• _Assignment_:
Go through the records below and copy out every line holding "building".

**** Available data

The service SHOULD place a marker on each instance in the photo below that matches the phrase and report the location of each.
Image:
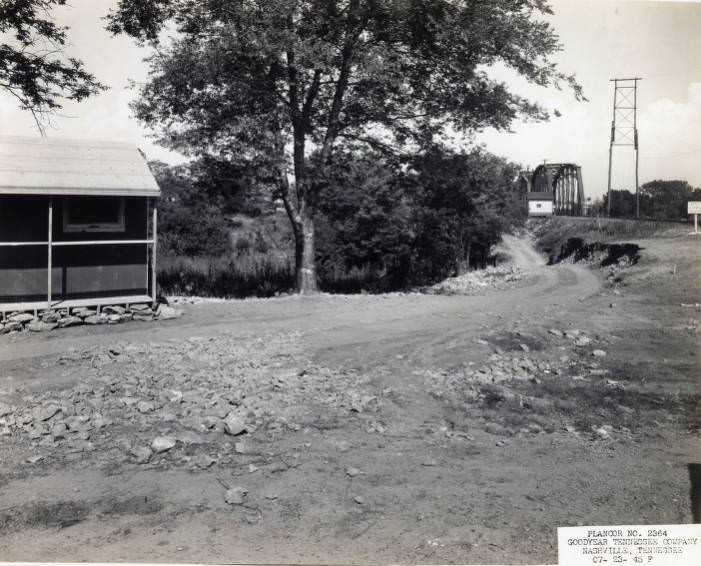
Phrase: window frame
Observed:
(73, 228)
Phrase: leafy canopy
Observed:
(246, 75)
(32, 67)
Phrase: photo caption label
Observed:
(630, 545)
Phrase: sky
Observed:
(658, 41)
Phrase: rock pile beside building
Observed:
(51, 319)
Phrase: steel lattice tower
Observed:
(624, 127)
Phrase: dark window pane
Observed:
(93, 210)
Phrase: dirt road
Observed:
(405, 427)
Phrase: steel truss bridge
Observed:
(559, 182)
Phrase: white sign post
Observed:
(694, 207)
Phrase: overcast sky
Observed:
(602, 39)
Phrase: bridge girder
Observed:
(564, 182)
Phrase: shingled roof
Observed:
(53, 166)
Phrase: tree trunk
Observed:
(305, 267)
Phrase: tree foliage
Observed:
(400, 226)
(269, 83)
(189, 224)
(663, 200)
(32, 67)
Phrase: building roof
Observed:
(51, 166)
(542, 195)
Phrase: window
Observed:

********

• _Answer space_:
Phrase: rock pile beside building
Phrase: building roof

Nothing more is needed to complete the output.